[Rows from a pointing dataset]
- - - - - - -

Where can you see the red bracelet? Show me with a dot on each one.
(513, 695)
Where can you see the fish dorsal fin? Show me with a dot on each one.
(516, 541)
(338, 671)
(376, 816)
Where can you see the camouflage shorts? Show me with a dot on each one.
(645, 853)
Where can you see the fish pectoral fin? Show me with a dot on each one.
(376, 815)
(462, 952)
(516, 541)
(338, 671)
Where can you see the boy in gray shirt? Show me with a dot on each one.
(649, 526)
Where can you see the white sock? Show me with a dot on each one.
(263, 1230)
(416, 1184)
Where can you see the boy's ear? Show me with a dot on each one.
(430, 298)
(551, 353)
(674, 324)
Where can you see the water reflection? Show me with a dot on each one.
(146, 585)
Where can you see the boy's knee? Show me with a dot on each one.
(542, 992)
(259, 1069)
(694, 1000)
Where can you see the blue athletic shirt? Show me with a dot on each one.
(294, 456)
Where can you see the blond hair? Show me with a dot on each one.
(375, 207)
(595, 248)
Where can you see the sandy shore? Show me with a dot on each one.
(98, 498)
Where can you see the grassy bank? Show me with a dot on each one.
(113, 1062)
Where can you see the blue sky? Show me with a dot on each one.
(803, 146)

- - - - - - -

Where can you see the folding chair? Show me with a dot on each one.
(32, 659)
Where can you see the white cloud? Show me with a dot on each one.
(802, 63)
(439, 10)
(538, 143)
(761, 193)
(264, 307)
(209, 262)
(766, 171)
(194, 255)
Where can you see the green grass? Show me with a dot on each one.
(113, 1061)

- - - - - - -

Identify every line in the listing that contains the word "fish" and copy each of those lines.

## SOLVED EXERCISE
Where can you see the fish dorsal fin? Show me with a dot on each one.
Where can you see the fish pectoral fin? Show me with a dot on each one.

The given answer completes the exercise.